---- Data records

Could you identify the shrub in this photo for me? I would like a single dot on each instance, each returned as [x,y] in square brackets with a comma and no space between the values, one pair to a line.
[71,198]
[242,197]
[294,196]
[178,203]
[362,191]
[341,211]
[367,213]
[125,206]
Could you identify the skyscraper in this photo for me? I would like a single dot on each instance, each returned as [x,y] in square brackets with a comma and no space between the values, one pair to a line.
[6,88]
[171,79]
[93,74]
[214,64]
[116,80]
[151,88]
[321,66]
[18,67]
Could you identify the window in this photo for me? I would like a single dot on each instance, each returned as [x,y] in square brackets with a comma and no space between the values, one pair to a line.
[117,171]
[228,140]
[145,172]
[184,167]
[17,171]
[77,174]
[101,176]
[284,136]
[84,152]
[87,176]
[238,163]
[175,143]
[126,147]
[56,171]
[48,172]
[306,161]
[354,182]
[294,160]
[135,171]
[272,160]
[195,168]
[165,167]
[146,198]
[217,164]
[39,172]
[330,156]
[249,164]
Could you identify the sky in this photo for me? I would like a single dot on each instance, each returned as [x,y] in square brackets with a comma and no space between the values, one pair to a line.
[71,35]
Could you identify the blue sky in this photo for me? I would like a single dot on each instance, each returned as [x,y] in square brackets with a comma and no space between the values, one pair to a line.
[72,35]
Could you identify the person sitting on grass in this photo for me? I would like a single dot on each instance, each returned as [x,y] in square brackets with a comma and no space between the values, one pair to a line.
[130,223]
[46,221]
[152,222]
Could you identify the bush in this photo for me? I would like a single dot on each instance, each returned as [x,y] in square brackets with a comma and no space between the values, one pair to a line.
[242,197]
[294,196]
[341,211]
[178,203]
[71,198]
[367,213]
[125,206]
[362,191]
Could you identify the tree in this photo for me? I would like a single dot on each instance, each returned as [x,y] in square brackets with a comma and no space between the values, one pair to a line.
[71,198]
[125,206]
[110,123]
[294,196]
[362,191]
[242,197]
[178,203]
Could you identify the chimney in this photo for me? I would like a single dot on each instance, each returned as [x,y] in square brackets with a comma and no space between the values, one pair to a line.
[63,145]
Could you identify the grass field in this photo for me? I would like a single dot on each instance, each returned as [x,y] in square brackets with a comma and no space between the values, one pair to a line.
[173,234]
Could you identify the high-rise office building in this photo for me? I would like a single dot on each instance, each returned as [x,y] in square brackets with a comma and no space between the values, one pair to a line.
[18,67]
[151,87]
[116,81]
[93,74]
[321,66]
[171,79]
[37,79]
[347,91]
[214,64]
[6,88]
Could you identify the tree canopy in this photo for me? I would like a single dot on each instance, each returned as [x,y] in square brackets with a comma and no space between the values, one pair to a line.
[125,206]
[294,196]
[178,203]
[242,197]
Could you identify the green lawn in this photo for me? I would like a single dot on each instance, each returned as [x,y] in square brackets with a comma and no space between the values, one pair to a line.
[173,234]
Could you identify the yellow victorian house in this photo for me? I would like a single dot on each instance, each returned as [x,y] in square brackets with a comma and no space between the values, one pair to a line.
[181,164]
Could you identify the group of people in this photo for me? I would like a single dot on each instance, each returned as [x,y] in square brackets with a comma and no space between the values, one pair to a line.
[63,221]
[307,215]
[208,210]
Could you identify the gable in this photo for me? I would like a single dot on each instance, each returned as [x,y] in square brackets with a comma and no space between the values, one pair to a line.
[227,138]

--------

● Goal of the exercise:
Repeat all the records without altering a single word.

● Result for this exercise:
Could you identify the shrub in this photo for me? I would like a single dot on each instance, each returned as [x,y] in square brackets with a comma and no space between the values, one pair to a line.
[71,198]
[242,197]
[294,196]
[178,203]
[362,191]
[341,211]
[367,213]
[125,206]
Could you identify the skyscraper in this photo for me? I would like a single dot on each instance, each returned as [x,y] in square brackets with a comma and no space between the values, one pair to a line.
[6,88]
[171,79]
[93,74]
[214,64]
[116,80]
[151,88]
[321,66]
[18,67]
Could you identify the window in this photo for me? I would like a single dot on each instance, each returned as [x,y] in square brackets with a comma and no space between the values, one pair to a line.
[117,171]
[228,140]
[145,172]
[184,167]
[17,171]
[77,174]
[101,176]
[284,136]
[84,152]
[87,176]
[238,163]
[175,143]
[126,147]
[56,171]
[48,172]
[306,161]
[354,182]
[294,160]
[135,171]
[272,160]
[195,168]
[165,167]
[146,198]
[217,164]
[39,172]
[330,156]
[249,164]
Could you identify the sky in this photo for me? I would like a single dot on each instance, each returned as [x,y] in square brackets with a comma and no space between the values, one pair to a line.
[71,35]
Could you identify the blue sky in this photo for me? I would like a single dot on each instance, each returned as [x,y] in square brackets with a comma and no space between the values, one pair to a line.
[72,35]
Could you identify the person sitting on grass in this photo for me? I would like a single dot on each instance, each returned as [x,y] in square brackets with a comma and no space between the values, one pair to a line.
[130,223]
[46,221]
[152,222]
Could you identify the bush in this photo for me? I would like a single dot on each instance, each returned as [x,y] in square brackets with a comma and no space between the values, one pair to a line.
[242,197]
[294,196]
[341,211]
[178,203]
[71,198]
[367,213]
[125,206]
[362,191]
Could you identify the tree in this photo for me? I would like a single dot on each instance, each returned as [x,y] in square brackets with a comma and no space between the values, one pair to a line.
[71,198]
[125,206]
[110,123]
[294,196]
[362,191]
[242,197]
[178,203]
Could you identify the chimney in this photo for me? I would like a single dot on each instance, each returned as [x,y] in square brackets with a comma and no space between the values, one pair to a line.
[63,145]
Could you identify the grass field in this photo for me? I would like a single dot on each instance, each returned as [x,y] in square brackets with a comma and no space between the values, one pair to a line.
[173,234]
Could you identify the high-rise office building in this photo for me? I would like a single dot on each instance, each returned as [x,y] in square brackets with a comma and no space between the values, one pair to a line.
[18,67]
[151,87]
[116,81]
[93,74]
[321,66]
[171,79]
[37,79]
[347,91]
[214,64]
[6,88]
Could you identify the tree canopy in this photo for me? I would like a single dot on each instance, each returned as [x,y] in square brackets with a comma and no space between the values, one pair to a line.
[125,206]
[294,196]
[178,203]
[242,197]
Could you identify the green lawn in this photo for me? I would like a single dot on each instance, each returned as [x,y] in square brackets with a comma and no space between the values, one pair to a line.
[173,234]
Could you identify the yellow victorian house in this photo for me? I would like a single dot on each instance, each returned as [x,y] in square brackets with a comma and no space between the values, one pair to a line.
[181,164]
Could you identify the group of people in this photo for me? I would like a single dot on each instance, each returned as [x,y] in square brackets with a comma and no space between the values, one pair to a line.
[63,221]
[307,215]
[208,210]
Could you identify the gable in this photo for me? I would like a single dot on each instance, each returned as [x,y] in square brackets with a comma and no space between the values, one pair to a line.
[227,138]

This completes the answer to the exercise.